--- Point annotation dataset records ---
----------------------------------------

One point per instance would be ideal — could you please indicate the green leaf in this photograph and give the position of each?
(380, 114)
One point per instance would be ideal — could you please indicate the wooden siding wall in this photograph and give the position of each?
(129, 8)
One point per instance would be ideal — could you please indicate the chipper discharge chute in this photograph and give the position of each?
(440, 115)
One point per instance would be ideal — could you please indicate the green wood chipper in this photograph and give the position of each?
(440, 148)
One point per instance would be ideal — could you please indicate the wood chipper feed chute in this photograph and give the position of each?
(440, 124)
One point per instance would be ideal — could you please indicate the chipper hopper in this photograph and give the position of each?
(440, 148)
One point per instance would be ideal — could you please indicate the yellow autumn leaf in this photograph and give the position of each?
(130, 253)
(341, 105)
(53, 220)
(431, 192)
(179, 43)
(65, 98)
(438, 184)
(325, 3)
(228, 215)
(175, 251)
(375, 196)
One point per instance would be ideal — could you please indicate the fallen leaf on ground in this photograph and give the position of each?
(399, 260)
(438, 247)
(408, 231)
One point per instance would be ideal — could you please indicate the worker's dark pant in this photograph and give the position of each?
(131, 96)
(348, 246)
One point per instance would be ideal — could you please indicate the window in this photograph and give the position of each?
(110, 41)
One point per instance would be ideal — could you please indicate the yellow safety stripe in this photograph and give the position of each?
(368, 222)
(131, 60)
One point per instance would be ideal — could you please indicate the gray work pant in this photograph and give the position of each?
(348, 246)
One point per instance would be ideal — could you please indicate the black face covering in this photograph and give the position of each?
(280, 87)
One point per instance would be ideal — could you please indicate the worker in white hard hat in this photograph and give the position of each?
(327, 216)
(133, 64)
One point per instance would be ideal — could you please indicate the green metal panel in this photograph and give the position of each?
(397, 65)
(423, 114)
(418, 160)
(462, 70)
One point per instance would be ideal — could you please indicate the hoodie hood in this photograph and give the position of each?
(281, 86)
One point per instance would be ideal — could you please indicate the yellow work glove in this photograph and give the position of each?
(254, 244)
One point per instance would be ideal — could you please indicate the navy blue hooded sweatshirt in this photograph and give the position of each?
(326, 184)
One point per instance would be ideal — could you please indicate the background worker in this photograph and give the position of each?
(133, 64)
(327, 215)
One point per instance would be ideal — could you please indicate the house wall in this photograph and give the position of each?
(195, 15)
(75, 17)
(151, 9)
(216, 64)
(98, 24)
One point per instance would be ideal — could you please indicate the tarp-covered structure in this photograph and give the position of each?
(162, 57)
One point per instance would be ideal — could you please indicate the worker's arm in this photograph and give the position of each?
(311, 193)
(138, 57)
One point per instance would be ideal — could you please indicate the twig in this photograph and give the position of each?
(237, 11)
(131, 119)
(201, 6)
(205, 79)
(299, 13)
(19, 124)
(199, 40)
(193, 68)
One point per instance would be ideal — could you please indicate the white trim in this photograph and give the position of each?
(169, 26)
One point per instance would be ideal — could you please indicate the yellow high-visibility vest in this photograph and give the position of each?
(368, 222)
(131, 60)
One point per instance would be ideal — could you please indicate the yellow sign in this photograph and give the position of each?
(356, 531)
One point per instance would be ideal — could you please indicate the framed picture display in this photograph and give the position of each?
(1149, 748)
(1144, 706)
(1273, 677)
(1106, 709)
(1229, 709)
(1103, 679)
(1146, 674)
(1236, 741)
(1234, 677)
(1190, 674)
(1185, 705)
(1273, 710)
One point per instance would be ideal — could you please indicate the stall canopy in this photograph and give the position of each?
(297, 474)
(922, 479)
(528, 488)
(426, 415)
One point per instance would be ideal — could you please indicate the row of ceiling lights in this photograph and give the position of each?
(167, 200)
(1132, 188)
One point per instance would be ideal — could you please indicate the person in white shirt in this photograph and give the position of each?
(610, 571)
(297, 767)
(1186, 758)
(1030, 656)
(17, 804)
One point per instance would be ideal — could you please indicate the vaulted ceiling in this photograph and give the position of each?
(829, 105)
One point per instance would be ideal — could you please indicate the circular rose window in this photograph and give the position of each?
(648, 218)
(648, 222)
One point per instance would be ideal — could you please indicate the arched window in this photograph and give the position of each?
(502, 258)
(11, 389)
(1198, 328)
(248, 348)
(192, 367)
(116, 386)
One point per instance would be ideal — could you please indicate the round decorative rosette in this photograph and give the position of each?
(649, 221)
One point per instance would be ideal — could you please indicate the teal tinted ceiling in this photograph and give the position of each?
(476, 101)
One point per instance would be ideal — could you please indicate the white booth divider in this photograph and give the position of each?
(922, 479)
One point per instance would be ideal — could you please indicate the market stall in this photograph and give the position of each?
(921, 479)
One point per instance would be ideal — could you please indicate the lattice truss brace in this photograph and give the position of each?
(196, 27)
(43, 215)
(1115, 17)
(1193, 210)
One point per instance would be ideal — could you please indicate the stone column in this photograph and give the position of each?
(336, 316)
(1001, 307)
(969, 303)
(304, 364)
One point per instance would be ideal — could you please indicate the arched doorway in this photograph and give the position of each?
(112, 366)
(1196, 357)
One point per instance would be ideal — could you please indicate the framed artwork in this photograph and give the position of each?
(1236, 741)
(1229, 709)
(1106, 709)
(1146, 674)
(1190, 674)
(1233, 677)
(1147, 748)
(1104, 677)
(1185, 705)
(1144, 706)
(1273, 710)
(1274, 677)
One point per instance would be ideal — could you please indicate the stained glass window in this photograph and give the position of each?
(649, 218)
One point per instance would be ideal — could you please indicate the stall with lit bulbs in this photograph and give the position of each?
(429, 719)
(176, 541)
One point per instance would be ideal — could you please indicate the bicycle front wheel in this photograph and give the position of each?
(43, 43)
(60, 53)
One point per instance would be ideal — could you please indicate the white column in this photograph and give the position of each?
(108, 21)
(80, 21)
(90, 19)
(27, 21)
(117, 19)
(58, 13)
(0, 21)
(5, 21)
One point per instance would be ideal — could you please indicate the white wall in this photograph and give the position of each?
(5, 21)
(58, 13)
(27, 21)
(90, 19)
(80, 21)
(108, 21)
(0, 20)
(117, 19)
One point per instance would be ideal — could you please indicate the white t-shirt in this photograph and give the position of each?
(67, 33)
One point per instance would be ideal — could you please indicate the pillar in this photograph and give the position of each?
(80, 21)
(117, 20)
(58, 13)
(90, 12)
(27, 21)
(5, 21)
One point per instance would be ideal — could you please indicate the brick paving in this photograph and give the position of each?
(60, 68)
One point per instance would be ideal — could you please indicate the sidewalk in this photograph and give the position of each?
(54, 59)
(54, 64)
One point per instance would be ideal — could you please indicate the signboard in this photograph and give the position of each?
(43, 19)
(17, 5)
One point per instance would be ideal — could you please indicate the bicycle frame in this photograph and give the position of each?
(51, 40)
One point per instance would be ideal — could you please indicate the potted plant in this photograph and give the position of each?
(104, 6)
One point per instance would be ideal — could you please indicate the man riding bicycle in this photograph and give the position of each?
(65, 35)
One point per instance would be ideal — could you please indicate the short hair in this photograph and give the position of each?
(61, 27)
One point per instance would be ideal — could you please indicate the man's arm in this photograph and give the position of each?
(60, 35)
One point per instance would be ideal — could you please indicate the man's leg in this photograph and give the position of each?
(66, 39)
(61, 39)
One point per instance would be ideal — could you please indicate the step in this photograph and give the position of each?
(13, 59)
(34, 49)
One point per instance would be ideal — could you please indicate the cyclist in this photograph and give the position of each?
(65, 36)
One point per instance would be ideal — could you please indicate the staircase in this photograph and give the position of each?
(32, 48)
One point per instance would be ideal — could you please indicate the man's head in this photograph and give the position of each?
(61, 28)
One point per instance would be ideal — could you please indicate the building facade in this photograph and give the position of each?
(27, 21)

----------------------------------------

--- AIM ---
Update the material above by changing every "indicate" to "mark", and keep all other text as it is.

--- SOLUTION TO THE PROBLEM ---
One point per instance would be ideal — could you please mark the green leaf in this photograph and give the position of each?
(380, 114)
One point per instance would be ideal — could you please mark the wooden siding wall in this photograph and give the position of each?
(129, 8)
One point per instance would be ideal — could you please mark the chipper discharge chute in this photograph and give the position of each?
(440, 115)
One point per instance would be ideal — could you please mark the green wood chipper in this photograph and give the position of each?
(440, 148)
One point per instance would be ideal — could you please mark the wood chipper feed chute in this photograph and give the position of each?
(440, 124)
One point per instance would be ideal — could you please mark the chipper hopper in this photograph and give the position of each?
(440, 148)
One point per instance would be ideal — could you please mark the yellow autumn leaf in this photograph and give the position of each?
(130, 253)
(341, 105)
(53, 220)
(431, 192)
(179, 43)
(65, 98)
(438, 184)
(325, 3)
(228, 215)
(175, 251)
(375, 196)
One point per instance would be ideal — could you please mark the fallen leaf on ground in this photograph and give the position of each?
(399, 260)
(438, 247)
(408, 231)
One point per instance would be ideal — could you please mark the worker's dark pant in this photograph and give the position of each?
(131, 96)
(348, 246)
One point per instance would be ideal — could you please mark the window in this photograph and give the position of each?
(110, 41)
One point per instance would be ideal — could you please mark the yellow safety stripe in this photograph and give the position of each?
(368, 222)
(131, 60)
One point per instance would be ideal — could you please mark the gray work pant in this photograph and give the position of each?
(348, 246)
One point per instance would be ideal — could you please mark the black face covering in this photograph and give the position of each?
(280, 87)
One point per instance would be ideal — could you please mark the worker in white hard hat in this photograph and give the position of each?
(327, 216)
(133, 64)
One point per instance would be ideal — could you please mark the green metal panel in this photograph and give the position of each?
(397, 65)
(423, 114)
(418, 160)
(462, 70)
One point per instance would be ideal — could you please mark the hoodie hood in this photograph and give the position of each?
(281, 86)
One point per instance would be ideal — could you please mark the yellow work glove in this photograph and give the position of each?
(254, 244)
One point per instance would be ideal — could you please mark the navy blue hooded sweatshirt in this photograph and give the position of each?
(326, 184)
One point per instance would be ideal — could you please mark the background worker in this photograph and give the position of each?
(133, 64)
(327, 215)
One point per instance would be ideal — could you please mark the house wall in this photograph and give the position of each?
(195, 15)
(75, 17)
(151, 9)
(216, 64)
(98, 24)
One point per instance would be ideal — could you please mark the tarp-covered structure in this photograph and give the position of each?
(162, 57)
One point per instance would be ideal — could you please mark the worker's arm in this photograph and give the position of each?
(311, 193)
(138, 57)
One point per instance would be ideal — could you please mark the twig in this photograph and give the position of each?
(237, 11)
(131, 119)
(201, 6)
(205, 79)
(299, 13)
(19, 124)
(199, 40)
(193, 68)
One point per instance would be ideal — could you please mark the white trim in this photograph and give the position of each?
(169, 26)
One point per instance would be ideal — could you please mark the yellow high-visibility vest in this photograph and give the position of each?
(368, 222)
(131, 60)
One point per instance would be ideal — could you please mark the yellow sign in this photograph and give the position of each?
(356, 531)
One point per instance would be ideal — could you please mark the framed picture display in this photograph and give the position of each?
(1149, 748)
(1144, 706)
(1273, 677)
(1106, 709)
(1229, 709)
(1103, 679)
(1146, 674)
(1236, 741)
(1234, 677)
(1190, 674)
(1185, 705)
(1273, 710)
One point per instance would be ideal — could you please mark the stall canopy in this photograph and give the position of each?
(297, 474)
(922, 479)
(528, 488)
(426, 415)
One point per instance would be ideal — could you please mark the row of ceiling lights in this photograph and give the position of each?
(167, 200)
(1132, 188)
One point per instance would be ideal — could you please mark the person in white shirt in this photograph and give the position of each?
(610, 571)
(297, 767)
(1186, 758)
(1030, 656)
(17, 804)
One point per instance would be ideal — could you please mark the vaulted ceiling in this photograph and give the position of each?
(829, 105)
One point per instance would be ideal — could you please mark the circular rose window in this photograph and give the position of each?
(648, 218)
(648, 222)
One point per instance would be ideal — could you please mark the arched window in this photograph and give the position of each?
(502, 258)
(11, 389)
(1198, 328)
(248, 348)
(192, 367)
(116, 386)
One point per instance would be ideal — could you please mark the round decorative rosette in this photograph and give the position of each?
(649, 221)
One point per instance would be ideal — could you please mark the teal tinted ceiling in this photograph and give the position of each?
(476, 101)
One point per instance would be ideal — could you please mark the white booth divider in this photograph and give the position of each?
(922, 479)
One point per instance would be ideal — could you please mark the market stall in this photograph and give the position of each?
(921, 479)
One point per instance would be ideal — could you please mark the lattice truss brace in this photograph and give the position of each?
(196, 27)
(43, 215)
(1115, 17)
(1193, 210)
One point per instance would be ideal — could you please mark the stone column in this photograph and give the position of each?
(336, 316)
(1001, 307)
(969, 303)
(304, 364)
One point per instance would be ideal — could you please mark the arched doorway in this photograph and give the position of each?
(112, 366)
(1196, 357)
One point per instance would be ideal — could you please mark the framed artwork in this photograph and give the position of each?
(1236, 741)
(1229, 709)
(1106, 709)
(1146, 674)
(1190, 674)
(1233, 677)
(1147, 748)
(1104, 677)
(1185, 705)
(1144, 706)
(1273, 710)
(1274, 677)
One point per instance would be ideal — could you please mark the stained glass window in this photograph and give the position of each?
(649, 218)
One point per instance would be ideal — could you please mark the stall with lit bulbs in this photograph and give the position of each?
(429, 719)
(176, 541)
One point per instance would be ideal — could you please mark the bicycle front wheel in this photograph and give the position of each?
(43, 43)
(60, 53)
One point per instance would be ideal — could you please mark the white column in this photograph and give the position of each?
(108, 21)
(80, 21)
(90, 19)
(27, 21)
(117, 19)
(58, 13)
(0, 21)
(5, 21)
One point per instance would be ideal — could you please mark the white wall in this photograph and give the position of each?
(5, 21)
(58, 13)
(27, 21)
(90, 19)
(80, 21)
(108, 21)
(0, 20)
(117, 19)
One point per instance would be ideal — could you please mark the white t-shirt in this photograph and give the position of each?
(67, 33)
One point per instance would be ideal — could you please mark the pillar in this photograph and give the position of each?
(80, 21)
(117, 20)
(58, 13)
(90, 12)
(27, 21)
(5, 21)
One point per instance would be ideal — could you please mark the brick paving in this photograph and give the position of each?
(60, 68)
One point per instance would be ideal — could you please mark the sidewalk in this photograph and give the position of each?
(54, 59)
(54, 64)
One point per instance would be ideal — could you please mark the signboard in this photograph and give the position of each?
(43, 19)
(17, 5)
One point per instance would be ideal — could you please mark the bicycle frame in this photograph and give the position of each?
(51, 40)
One point per instance would be ideal — could you please mark the potted plant in this photograph and give the position of each?
(104, 6)
One point per instance would be ideal — could you please mark the man riding bicycle in this photograph and give the position of each?
(65, 35)
One point per instance would be ideal — could you please mark the short hair in this photograph and give the position of each?
(61, 27)
One point per instance would be ideal — could you please mark the man's arm in this photograph and give the position of each?
(60, 35)
One point per instance would be ideal — could you please mark the man's leg in this photograph and give the position of each?
(66, 39)
(61, 39)
One point per instance would be ideal — could you please mark the step in this photograph and give the position of each?
(13, 59)
(34, 49)
One point per instance would be ideal — could you please mark the cyclist in this photograph and give the position of each?
(65, 36)
One point per instance would be ideal — could you please mark the staircase in this photograph and give the position of each?
(32, 48)
One point per instance would be ideal — could you please mark the man's head in this photograph and give the position of each?
(61, 28)
One point per instance would be ideal — could you please mark the building facade in this photograph and give the position of each?
(27, 21)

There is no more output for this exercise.